Can you express every line of the records below as a Markdown table, with the row number under "Row" and the line itself under "Line", skipping any blank lines?

RECORD EXTRACTS:
-=-=-=-=-

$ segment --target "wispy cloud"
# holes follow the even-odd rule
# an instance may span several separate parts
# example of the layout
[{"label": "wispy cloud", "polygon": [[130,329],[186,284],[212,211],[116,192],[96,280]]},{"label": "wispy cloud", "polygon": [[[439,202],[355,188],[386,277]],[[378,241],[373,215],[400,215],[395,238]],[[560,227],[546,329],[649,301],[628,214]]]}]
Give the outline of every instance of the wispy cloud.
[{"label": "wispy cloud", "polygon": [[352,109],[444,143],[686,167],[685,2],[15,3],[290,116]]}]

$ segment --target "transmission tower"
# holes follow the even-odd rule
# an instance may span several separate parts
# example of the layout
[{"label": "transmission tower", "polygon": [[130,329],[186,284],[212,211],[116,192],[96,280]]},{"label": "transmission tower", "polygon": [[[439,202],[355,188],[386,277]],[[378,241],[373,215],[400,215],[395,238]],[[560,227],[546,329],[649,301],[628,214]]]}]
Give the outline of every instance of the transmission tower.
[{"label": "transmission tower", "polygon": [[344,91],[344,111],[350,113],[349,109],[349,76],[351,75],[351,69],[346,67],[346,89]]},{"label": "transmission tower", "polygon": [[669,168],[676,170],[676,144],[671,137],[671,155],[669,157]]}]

-=-=-=-=-

REPLY TO THE TASK:
| Row | Line |
|---|---|
| 1 | $ segment --target "wispy cloud" |
| 2 | # holes follow the even-odd rule |
| 3 | # an instance may span several separate parts |
| 4 | # example of the layout |
| 5 | [{"label": "wispy cloud", "polygon": [[130,329],[186,284],[212,211],[116,192],[96,280]]},{"label": "wispy cloud", "polygon": [[[439,202],[355,188],[386,277]],[[378,241],[373,215],[400,215],[395,238]],[[560,227],[546,329],[649,301],[628,214]]]}] |
| 6 | Give the outline of every instance of the wispy cloud. |
| 7 | [{"label": "wispy cloud", "polygon": [[352,109],[444,143],[686,167],[685,2],[15,3],[290,116]]}] |
| 8 | $ segment --target "transmission tower" |
| 9 | # holes follow the even-odd rule |
| 10 | # an instance may span several separate parts |
| 11 | # example of the layout |
| 12 | [{"label": "transmission tower", "polygon": [[130,329],[186,284],[212,211],[116,192],[96,280]]},{"label": "transmission tower", "polygon": [[[439,202],[355,188],[386,277]],[[378,241],[373,215],[400,215],[395,238]],[[560,227],[546,329],[649,301],[628,214]]]}] |
| 13 | Give the outline of every instance of the transmission tower. |
| 14 | [{"label": "transmission tower", "polygon": [[344,91],[344,111],[350,113],[349,109],[349,76],[351,75],[351,69],[346,67],[346,89]]},{"label": "transmission tower", "polygon": [[669,168],[676,170],[676,144],[671,137],[671,155],[669,157]]}] |